-------- Extracted material --------

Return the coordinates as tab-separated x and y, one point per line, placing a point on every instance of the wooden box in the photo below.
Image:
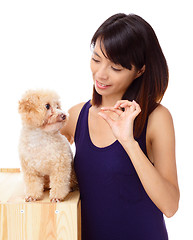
39	220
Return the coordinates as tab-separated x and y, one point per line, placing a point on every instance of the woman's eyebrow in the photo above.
96	54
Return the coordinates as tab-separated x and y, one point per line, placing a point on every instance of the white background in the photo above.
46	44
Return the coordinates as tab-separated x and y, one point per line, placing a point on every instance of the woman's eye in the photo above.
48	106
95	60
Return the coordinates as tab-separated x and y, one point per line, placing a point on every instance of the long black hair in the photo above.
129	40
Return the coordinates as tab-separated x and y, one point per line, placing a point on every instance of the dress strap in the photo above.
82	122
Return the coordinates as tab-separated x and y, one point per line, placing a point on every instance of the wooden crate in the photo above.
39	220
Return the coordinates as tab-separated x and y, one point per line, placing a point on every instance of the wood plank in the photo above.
38	220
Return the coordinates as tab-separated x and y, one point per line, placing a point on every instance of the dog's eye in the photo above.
48	106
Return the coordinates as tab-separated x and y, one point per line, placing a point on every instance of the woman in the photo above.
125	143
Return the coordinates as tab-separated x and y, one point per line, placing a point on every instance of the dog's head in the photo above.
42	109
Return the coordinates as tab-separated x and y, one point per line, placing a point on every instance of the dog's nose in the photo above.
63	116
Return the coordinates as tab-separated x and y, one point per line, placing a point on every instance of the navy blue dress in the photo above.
114	204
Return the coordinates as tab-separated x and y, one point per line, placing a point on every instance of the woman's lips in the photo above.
101	85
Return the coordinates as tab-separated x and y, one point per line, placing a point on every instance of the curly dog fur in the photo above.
43	151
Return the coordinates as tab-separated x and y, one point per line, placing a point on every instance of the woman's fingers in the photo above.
122	103
112	109
108	119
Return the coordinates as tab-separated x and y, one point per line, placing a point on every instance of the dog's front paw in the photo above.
55	200
30	199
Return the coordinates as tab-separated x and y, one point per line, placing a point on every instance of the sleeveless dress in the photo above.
114	204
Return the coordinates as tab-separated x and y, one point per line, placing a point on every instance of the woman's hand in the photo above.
122	125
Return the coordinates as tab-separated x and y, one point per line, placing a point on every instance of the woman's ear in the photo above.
141	71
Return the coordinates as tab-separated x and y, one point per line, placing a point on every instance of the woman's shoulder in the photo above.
69	129
160	122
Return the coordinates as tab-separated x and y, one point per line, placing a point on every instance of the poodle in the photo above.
45	154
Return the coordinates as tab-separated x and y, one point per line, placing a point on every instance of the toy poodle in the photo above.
45	154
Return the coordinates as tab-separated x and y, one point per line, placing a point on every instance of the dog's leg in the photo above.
60	186
33	187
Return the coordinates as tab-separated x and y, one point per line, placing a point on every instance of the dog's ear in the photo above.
28	104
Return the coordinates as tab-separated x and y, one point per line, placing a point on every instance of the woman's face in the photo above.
110	79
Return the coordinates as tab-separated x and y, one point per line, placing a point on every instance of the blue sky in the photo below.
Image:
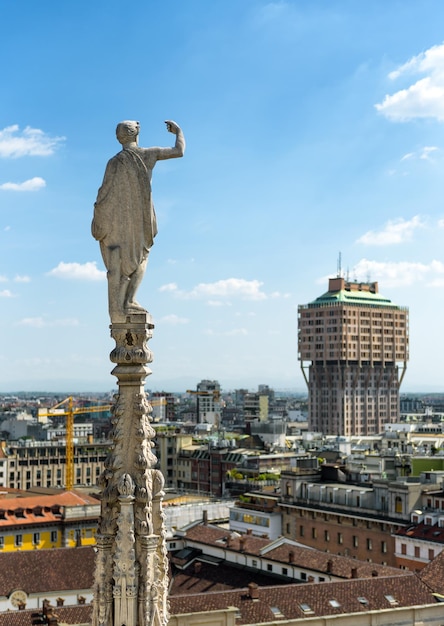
312	128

--------

Task instructions: Every line of the data above should be quoted exactly. Omit the pictures.

The response:
Return the coordinates as tab-separated x and y, one point per line, placing a point on every instance of the wooden box in the photo below.
Image:
39	220
Return the coordinates as tab-separated x and y, one point per line, placing a point on every instance of the woman's eyebrow in the photo above.
96	54
Return the coordinates as tab-separated x and y, one point per line, placing a point on every instance of the white background in the photo above.
46	44
Return the coordinates as tab-separated x and y, one point per line, placing a point on every instance of the woman's eye in the photo above.
48	106
95	60
Return the coordinates as tab-separated x and y, one point per line, placing a point on every instance of the long black hair in the photo above.
129	40
Return the coordinates as tab-separated x and y, one point per line, placing a point on every instance of the dress strap in the photo above.
82	122
Return the coordinates as tab-separated x and y, one point per line, placing a point on every instance of the wooden crate in the photo above.
39	220
Return the coordinates as tab-separated x and y, one point per line, placing a point on every instance of the wood plank in the photo above.
38	220
Return the coordinates as tab-separated x and y, one point per line, placing a point on every instance of the dog's eye in the photo above.
48	106
Return the coordinates as tab-separated x and y, one point per line, placing a point on every instance of the woman in the photo above.
125	143
Return the coordinates as tab-separated x and y, one point per line, placing a point on every instance of the dog's head in the photo above.
42	109
Return the coordinates as tab-separated x and y, one point per line, placing a point on every instance of the dog's nose in the photo above.
63	116
Return the coordinates as tab-separated x and y, one point per line, placing a point on every instance of the navy blue dress in the photo above.
114	204
Return the coordinates as tab-separated x and y, one point per line, placing a point on every instance of the woman's lips in the photo above.
101	85
Return the coordinates as tab-separated x and y, one point per line, placing a point on every instance of the curly dog fur in the photo above.
43	151
Return the coordinates as tab-separated x and y, one point per line, placing a point on every instance of the woman's fingers in the photo above.
122	103
112	109
108	119
Return the coordinates as tab-separated x and y, one point per line, placing a point on every instance of the dog's front paw in the photo above.
55	200
30	199
Return the coordinates as tab-separated x and y, one point per line, placing a point on every instance of the sleeveless dress in the photo above.
114	204
Return the coordinates as tab-separated x and y, one point per line, placing a point on every instance of the woman's hand in the photo above.
122	125
Return the coordinates as tab-separated x and y, one point per line, placing a point on every instance of the woman's ear in the photo above.
141	71
Return the coordinates as tab-separated x and y, one point per line, placing a point on every instance of the woman's shoulder in the photo above.
69	129
160	122
Return the coordinates as tab-separated x and y, one point per line, placing a point on every instance of the poodle in the photo above.
45	154
Return the coordinates as tab-separated x and y, one point per line, placing a point on every instance of the toy poodle in the photo above.
45	154
Return the coordinates as tab-separated x and y, one point per line, placing a point on every instance of the dog's leg in the photo above.
60	186
33	187
Return the coordinates as tab-separated x and y, one point per line, placing a point on every instance of the dog's ear in the photo above.
28	104
Return the coordinates as tab-separated x and y, one point per line, placing a point on every instance of the woman's face in the photo above.
110	79
Return the coordinates as tab-separated x and y, one point per line, placing a point on every instance of the blue sky in the photo below.
Image:
312	128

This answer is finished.